"""

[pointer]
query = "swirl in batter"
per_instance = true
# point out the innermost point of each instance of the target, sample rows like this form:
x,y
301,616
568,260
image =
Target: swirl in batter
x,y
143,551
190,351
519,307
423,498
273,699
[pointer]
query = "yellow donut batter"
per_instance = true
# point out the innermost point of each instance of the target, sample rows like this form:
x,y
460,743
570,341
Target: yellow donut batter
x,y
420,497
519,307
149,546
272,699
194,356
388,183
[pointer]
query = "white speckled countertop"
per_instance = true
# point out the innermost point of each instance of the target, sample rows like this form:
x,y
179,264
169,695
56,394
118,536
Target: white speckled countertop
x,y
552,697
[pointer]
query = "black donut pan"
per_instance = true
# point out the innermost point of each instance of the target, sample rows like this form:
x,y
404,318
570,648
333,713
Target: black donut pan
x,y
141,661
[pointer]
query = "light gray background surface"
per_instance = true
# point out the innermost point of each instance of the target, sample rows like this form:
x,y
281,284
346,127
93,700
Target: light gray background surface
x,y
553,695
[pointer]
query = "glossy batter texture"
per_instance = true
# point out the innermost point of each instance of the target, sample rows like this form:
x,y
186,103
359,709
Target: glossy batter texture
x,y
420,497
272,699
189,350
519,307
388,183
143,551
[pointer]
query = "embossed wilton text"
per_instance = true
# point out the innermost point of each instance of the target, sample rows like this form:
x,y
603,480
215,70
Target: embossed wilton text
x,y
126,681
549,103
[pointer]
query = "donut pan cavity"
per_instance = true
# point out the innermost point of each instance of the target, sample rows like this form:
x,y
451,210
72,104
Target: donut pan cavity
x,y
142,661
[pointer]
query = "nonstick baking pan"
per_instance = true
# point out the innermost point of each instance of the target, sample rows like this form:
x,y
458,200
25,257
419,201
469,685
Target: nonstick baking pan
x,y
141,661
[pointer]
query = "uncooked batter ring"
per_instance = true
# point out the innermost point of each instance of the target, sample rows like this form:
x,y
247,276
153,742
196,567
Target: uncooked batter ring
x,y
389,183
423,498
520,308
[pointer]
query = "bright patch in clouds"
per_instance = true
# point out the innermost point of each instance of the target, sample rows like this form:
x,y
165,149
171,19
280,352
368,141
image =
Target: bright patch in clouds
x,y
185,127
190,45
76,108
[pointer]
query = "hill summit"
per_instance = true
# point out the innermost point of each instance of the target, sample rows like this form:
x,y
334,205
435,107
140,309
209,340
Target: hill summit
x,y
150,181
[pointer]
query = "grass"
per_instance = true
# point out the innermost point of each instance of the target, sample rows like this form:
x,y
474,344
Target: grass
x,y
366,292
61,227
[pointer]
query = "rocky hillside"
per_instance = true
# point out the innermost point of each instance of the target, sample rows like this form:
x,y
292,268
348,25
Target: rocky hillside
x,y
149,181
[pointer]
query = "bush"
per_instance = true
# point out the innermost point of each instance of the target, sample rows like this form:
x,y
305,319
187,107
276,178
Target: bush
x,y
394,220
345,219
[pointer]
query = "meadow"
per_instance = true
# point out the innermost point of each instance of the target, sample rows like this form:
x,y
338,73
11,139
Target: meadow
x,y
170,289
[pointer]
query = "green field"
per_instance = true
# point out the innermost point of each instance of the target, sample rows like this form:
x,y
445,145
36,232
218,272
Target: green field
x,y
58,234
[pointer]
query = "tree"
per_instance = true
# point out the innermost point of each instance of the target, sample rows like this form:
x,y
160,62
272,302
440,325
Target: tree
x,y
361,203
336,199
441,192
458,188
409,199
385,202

"""

▶ ABOUT THIS TASK
Retype the material word for word. Add nothing to it.

▶ REPLY TO THE EXERCISE
[pointer]
query = "swirl in batter"
per_instance = true
# point out the innermost point of each instance of the target, sample rows like this form:
x,y
301,616
568,260
image =
Target: swirl in batter
x,y
143,551
190,351
519,307
423,498
273,699
[pointer]
query = "yellow donut batter"
per_instance = true
# point out the innermost point of each instance of the target, sample rows like this form:
x,y
460,743
570,341
Target: yellow donut batter
x,y
420,497
519,307
149,546
272,699
194,356
388,183
[pointer]
query = "white speckled countertop"
per_instance = true
# point out the innermost point of each instance of the target, sample rows like this form:
x,y
179,264
169,695
56,394
118,536
Target: white speckled countertop
x,y
552,697
[pointer]
query = "black donut pan"
per_instance = true
# point out the innermost point of each instance of the target, sample rows like this form:
x,y
404,318
570,648
333,713
Target: black donut pan
x,y
141,661
[pointer]
query = "light gray background surface"
per_instance = true
# point out the innermost point of each instance of the target, sample rows like this form:
x,y
281,284
346,127
93,700
Target: light gray background surface
x,y
553,695
[pointer]
query = "glossy batter texture"
per_instance = true
# point out the innermost point of each instance of the target, sample rows like this form:
x,y
186,103
359,709
Target: glossy batter texture
x,y
420,497
272,699
189,350
519,307
388,183
143,551
[pointer]
query = "embossed wilton text"
per_instance = true
# point out the innermost point of each instance of the target, sample rows like this form:
x,y
603,480
215,70
Target: embossed wilton text
x,y
126,681
549,103
[pointer]
query = "donut pan cavity"
per_instance = true
# point out the innermost point of each instance of the target, sample rows like this form:
x,y
451,210
72,104
Target: donut pan cavity
x,y
142,661
[pointer]
query = "nonstick baking pan"
per_instance = true
# point out the innermost point of each instance of the target, sample rows like this form:
x,y
458,200
25,257
419,201
469,685
Target: nonstick baking pan
x,y
141,661
[pointer]
query = "uncooked batter ring"
per_instance = true
# point out the innermost point of each instance of the target, sample rows like this form:
x,y
247,276
153,742
196,567
Target: uncooked batter ring
x,y
389,183
423,498
520,308
[pointer]
query = "bright patch in clouds"
per_instance = true
# point out the innermost point of each instance of the target, sample rows like this form:
x,y
165,149
171,19
280,352
368,141
image =
Target: bright patch in clouds
x,y
185,127
190,45
76,108
[pointer]
query = "hill summit"
per_instance = true
# point out the innermost point of each instance of the target, sample rows like this form:
x,y
334,205
435,107
140,309
209,340
Target: hill summit
x,y
150,181
[pointer]
query = "grass"
per_instance = true
# point out the innermost point of each instance of the target, sample rows like this form:
x,y
474,344
Target: grass
x,y
366,292
61,227
[pointer]
query = "rocky hillside"
per_instance = true
# point out the innermost point of each instance of the target, sample rows like this form:
x,y
292,268
348,25
Target: rocky hillside
x,y
149,181
[pointer]
query = "bush"
per_instance = true
# point out the innermost point of each instance of the target, sample rows like this form:
x,y
305,319
187,107
276,178
Target: bush
x,y
394,220
345,219
[pointer]
query = "meadow"
per_instance = true
# point out the innermost point of each instance of the target, sample rows like this form:
x,y
338,73
11,139
Target: meadow
x,y
170,289
[pointer]
query = "green field"
per_instance = true
# point out the innermost point of each instance of the target, sample rows like this form:
x,y
445,145
36,232
218,272
Target: green field
x,y
58,234
[pointer]
query = "tree"
per_instance = true
# point out the innermost point of each instance of the target, sample rows like this form:
x,y
160,62
272,302
440,325
Target: tree
x,y
361,203
336,199
441,192
458,188
409,199
385,202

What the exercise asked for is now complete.